(GOAL)
Locate the line that contains "of the motorcyclist". Print it and each following line through the end of the listing, verbatim, and nothing more.

Saved data entries
• • • •

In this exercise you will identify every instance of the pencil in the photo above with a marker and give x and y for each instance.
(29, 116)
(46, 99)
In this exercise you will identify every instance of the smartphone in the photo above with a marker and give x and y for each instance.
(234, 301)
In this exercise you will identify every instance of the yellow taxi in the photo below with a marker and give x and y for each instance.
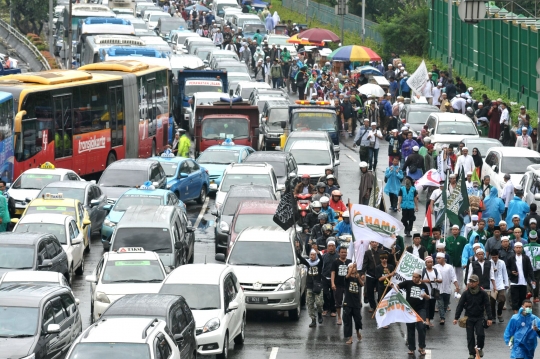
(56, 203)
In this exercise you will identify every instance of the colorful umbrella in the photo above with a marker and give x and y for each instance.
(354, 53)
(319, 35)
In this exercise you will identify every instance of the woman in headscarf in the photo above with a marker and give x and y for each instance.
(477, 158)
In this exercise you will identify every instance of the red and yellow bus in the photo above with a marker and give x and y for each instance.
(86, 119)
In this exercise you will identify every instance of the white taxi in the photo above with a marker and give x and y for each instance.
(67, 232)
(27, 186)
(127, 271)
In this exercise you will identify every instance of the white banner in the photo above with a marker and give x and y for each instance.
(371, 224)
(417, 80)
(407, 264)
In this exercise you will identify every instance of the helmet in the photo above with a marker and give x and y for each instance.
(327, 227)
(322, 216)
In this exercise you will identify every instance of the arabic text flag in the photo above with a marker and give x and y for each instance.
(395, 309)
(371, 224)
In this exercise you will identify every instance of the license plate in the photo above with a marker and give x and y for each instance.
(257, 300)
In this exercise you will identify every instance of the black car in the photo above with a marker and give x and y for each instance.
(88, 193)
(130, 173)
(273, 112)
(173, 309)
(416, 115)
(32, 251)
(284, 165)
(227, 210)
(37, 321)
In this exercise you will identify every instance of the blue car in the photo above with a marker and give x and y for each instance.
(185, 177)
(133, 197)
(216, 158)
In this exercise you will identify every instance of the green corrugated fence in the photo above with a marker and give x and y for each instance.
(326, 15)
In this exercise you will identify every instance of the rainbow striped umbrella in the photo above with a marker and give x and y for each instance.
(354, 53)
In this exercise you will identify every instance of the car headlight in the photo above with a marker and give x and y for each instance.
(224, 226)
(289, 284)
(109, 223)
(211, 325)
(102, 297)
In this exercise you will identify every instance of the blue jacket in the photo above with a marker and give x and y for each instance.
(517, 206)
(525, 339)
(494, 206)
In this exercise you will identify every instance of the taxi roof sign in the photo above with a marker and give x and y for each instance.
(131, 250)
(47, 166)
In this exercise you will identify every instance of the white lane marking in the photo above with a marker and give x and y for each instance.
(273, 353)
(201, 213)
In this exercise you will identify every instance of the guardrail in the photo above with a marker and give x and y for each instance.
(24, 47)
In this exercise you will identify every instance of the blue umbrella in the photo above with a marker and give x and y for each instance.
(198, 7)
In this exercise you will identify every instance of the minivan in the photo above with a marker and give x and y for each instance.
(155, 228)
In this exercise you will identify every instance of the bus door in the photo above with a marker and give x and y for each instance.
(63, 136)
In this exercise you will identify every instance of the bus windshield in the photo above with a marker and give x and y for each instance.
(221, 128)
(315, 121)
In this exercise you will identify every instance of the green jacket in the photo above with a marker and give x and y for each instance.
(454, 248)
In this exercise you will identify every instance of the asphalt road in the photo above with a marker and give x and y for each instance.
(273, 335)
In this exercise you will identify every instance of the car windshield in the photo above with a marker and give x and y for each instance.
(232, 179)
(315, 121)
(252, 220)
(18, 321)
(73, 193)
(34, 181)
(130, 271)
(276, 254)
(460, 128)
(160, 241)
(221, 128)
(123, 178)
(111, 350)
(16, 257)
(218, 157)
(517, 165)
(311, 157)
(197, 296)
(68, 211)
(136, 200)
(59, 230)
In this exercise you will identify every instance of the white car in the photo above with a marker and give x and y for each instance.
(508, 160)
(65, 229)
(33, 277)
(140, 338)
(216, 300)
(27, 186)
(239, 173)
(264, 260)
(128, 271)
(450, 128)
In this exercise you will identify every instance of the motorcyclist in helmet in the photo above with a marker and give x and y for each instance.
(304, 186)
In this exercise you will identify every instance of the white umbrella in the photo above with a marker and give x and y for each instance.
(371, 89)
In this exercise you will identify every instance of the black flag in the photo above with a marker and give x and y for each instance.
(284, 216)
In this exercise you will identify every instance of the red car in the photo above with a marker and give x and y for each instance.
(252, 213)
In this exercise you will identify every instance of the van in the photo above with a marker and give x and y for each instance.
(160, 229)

• • • •

(RESPONSE TO THIS TASK)
In this exercise you will identify every instance of the motorcyclist in helmet in the photo above with a marker and give x and y for each instance.
(304, 186)
In this exercise you will identify every instance of the white umbrella in the photo above with a marker and give x and y for each instance.
(371, 89)
In this exercise you will identify every instance of the black flag in the photo above with a marker and give x and y for each instance.
(284, 216)
In this exercise you will identify every instance of the red car in the photo above with a marker and give x and y for each instance.
(252, 213)
In this exercise you will identify every instance of the van in the photo above with a marker and give x and y for each instance.
(160, 229)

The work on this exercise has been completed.